==== Text

Implant-abutment interface: a comparison of the ultimate force to failure among narrow-diameter implant systems.

Statement Of Problem: Limited available alveolar ridge bone and space deficiencies are some of the challenging scenarios that have led many dental implant manufacturers to develop narrow-diameter implants of various designs. Clinicians may have concerns about the durability and function of the narrow-diameter implants.

Purpose: The purpose of this study was to explore and compare the ultimate failure resistance of the smallest diameter of the 2-stage type implant provided by 5 commonly used dental implant systems.

========
==== Dataset excerpts

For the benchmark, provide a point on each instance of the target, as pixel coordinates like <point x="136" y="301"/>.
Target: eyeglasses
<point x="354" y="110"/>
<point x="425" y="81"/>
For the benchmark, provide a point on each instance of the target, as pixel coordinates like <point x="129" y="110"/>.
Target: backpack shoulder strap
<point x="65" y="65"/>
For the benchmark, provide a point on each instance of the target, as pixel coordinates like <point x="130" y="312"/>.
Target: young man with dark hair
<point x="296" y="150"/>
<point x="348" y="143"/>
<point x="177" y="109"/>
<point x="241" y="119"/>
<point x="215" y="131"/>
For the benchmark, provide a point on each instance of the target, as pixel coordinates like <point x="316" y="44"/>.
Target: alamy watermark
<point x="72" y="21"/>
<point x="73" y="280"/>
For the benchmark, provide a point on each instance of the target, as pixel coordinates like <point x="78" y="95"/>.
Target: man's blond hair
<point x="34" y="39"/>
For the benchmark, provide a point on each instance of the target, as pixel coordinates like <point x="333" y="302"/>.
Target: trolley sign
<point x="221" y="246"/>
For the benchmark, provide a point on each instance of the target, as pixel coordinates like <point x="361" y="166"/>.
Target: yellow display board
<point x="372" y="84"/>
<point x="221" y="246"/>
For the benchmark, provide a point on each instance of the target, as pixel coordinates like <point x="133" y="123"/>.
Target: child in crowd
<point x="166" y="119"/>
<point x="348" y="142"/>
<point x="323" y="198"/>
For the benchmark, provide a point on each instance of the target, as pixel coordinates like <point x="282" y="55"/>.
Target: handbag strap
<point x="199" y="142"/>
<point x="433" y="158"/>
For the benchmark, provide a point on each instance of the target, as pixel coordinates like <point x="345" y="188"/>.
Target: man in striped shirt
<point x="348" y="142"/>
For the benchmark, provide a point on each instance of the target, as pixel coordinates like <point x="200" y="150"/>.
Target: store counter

========

Activity:
According to the text on narrow-diameter implants, how many dental implant systems supplied the implants the study compared?

Answer to this task:
Five